> [Request]: Everything from the line containing "Practice. Identify the bird's orange" to the final line of the records below should be given again exactly, and nothing else.

══ Dataset content

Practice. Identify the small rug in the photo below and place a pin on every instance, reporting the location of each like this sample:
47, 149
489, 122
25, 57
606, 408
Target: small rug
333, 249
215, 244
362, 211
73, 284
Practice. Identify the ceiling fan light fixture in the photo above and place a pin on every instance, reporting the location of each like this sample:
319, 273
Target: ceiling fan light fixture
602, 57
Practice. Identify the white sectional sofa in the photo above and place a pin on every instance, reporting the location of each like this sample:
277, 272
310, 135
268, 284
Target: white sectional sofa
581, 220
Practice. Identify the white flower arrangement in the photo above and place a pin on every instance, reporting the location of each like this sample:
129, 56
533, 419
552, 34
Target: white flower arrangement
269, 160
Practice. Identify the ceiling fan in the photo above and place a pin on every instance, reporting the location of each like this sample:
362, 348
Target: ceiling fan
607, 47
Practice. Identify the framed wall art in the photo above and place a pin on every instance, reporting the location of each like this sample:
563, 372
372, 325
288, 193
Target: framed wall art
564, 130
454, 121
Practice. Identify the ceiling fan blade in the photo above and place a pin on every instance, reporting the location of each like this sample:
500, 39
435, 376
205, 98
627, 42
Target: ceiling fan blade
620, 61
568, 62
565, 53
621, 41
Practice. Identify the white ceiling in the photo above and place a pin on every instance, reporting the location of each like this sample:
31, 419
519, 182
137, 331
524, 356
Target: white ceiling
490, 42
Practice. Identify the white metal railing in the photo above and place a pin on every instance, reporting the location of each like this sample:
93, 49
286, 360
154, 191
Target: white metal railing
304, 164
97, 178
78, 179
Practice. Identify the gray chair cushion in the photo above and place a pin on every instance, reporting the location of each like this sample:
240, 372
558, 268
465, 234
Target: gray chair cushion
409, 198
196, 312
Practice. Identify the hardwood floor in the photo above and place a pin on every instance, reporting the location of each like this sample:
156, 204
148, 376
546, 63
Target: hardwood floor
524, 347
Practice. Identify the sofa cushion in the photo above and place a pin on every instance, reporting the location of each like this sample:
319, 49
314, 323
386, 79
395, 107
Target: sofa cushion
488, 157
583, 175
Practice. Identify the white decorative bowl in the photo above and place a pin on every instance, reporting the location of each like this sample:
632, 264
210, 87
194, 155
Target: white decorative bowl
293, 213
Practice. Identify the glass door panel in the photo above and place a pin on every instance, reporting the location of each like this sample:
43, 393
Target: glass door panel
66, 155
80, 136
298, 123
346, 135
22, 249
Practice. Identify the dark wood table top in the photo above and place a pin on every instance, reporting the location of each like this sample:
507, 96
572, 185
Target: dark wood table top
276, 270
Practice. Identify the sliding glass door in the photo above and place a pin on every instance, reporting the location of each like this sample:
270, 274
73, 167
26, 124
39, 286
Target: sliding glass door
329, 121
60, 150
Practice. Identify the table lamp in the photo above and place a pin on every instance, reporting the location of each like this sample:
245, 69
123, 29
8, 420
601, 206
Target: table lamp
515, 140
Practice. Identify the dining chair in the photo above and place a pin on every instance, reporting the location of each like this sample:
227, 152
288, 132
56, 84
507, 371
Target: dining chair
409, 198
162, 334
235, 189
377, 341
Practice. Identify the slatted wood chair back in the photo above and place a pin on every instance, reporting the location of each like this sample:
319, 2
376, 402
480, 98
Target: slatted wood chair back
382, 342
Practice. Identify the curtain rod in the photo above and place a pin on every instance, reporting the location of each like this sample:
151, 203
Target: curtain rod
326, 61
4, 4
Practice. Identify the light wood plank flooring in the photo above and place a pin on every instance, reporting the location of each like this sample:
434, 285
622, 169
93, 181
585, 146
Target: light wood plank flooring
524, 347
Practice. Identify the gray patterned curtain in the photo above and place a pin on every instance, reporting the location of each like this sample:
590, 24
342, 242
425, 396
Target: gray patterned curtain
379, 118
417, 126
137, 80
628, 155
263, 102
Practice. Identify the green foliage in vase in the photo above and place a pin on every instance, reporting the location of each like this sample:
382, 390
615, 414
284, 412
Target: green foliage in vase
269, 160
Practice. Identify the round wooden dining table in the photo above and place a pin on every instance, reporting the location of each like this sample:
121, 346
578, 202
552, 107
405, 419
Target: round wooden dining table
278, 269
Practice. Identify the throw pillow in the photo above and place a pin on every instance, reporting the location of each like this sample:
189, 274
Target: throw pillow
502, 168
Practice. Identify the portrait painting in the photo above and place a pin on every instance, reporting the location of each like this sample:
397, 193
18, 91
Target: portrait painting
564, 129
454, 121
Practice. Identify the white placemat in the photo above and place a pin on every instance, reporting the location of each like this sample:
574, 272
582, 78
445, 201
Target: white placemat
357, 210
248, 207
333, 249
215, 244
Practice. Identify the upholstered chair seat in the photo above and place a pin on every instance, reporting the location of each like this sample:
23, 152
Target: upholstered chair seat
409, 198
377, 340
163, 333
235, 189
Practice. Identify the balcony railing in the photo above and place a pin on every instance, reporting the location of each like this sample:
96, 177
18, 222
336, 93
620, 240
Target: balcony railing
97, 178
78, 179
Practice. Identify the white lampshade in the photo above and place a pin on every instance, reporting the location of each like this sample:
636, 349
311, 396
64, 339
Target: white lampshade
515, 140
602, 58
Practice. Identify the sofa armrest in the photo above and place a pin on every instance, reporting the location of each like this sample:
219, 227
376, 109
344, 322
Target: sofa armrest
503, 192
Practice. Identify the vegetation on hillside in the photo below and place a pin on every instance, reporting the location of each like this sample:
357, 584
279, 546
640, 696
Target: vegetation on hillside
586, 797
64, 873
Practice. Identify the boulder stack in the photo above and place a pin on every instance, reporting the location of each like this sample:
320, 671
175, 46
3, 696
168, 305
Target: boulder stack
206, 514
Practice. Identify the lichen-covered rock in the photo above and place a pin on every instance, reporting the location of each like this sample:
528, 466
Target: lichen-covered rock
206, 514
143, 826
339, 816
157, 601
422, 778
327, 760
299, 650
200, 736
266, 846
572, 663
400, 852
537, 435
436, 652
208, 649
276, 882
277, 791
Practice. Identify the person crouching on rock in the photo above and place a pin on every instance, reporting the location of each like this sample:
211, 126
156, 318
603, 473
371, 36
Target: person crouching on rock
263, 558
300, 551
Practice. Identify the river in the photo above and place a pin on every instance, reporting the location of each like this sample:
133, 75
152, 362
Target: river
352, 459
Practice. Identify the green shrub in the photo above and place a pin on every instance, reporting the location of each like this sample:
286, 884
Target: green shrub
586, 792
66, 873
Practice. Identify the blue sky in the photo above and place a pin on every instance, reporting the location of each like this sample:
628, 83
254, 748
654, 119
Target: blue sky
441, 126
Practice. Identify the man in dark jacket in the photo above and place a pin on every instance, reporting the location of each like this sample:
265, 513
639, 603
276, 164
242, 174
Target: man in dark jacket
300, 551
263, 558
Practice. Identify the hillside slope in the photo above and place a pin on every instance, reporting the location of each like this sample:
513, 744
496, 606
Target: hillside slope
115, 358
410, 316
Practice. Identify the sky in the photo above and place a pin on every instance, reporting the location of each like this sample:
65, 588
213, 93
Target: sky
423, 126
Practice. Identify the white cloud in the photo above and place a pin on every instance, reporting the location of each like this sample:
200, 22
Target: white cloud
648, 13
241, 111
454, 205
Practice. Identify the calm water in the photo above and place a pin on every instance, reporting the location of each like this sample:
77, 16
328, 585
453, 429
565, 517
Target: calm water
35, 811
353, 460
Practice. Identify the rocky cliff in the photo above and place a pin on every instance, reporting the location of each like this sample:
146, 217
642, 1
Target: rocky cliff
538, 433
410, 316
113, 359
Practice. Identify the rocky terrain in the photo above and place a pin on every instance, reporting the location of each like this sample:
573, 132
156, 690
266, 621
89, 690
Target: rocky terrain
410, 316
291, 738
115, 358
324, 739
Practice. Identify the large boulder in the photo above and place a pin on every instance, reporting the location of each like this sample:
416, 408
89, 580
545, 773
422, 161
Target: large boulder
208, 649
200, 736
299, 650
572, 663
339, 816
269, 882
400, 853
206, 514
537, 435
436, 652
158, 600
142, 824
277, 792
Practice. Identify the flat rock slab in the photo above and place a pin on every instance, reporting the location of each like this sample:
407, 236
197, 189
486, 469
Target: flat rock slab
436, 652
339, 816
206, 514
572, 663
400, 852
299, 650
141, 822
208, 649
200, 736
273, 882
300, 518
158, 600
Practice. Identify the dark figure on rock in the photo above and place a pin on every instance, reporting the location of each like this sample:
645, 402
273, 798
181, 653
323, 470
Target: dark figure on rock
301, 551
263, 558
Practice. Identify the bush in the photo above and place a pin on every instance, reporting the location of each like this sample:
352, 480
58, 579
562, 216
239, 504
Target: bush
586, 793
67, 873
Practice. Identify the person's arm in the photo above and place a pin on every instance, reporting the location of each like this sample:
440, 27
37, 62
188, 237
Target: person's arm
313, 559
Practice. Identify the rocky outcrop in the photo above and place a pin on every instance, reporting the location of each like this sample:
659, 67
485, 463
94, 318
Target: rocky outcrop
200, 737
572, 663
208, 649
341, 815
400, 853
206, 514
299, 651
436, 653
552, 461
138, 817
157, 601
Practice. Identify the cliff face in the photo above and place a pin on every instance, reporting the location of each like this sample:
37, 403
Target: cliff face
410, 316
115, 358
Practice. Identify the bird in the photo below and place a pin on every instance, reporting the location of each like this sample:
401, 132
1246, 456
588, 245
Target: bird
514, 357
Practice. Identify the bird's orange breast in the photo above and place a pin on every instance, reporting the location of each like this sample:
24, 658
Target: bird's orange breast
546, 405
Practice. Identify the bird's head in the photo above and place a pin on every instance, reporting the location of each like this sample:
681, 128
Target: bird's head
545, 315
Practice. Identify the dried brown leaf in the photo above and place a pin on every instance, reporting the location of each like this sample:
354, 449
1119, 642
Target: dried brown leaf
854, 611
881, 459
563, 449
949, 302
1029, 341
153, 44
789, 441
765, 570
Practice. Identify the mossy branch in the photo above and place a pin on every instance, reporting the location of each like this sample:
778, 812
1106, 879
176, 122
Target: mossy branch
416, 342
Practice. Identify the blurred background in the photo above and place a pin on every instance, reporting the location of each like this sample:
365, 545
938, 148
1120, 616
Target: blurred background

════

> [Result of this exercise]:
Practice. Identify the bird's orange breast in the photo above and place a pin on every instance, reporting the location of each like this sample:
24, 658
Target: bird's orange breast
546, 405
Practice. Identify the bird's head in the photo above and place a pin on every instance, reporting the location of each like this sample:
681, 128
Target: bird's head
545, 315
Practice. Identify the dried brown leaf in the photo above and place a pin on every instance, reporting the location of each like this sample:
354, 449
1119, 642
Target: dried brown leaf
854, 611
881, 459
563, 449
949, 302
1029, 341
153, 44
789, 441
765, 570
Practice. Identify the mossy branch in the photo above and place a pin on every instance, reporting the location of each like this sample:
778, 812
1106, 879
176, 122
Target: mossy branch
416, 342
Practice. Identify the blurred background in the photo above and place a pin on every instance, reporting the location of each like this sample:
365, 545
938, 148
1120, 616
Target: blurred background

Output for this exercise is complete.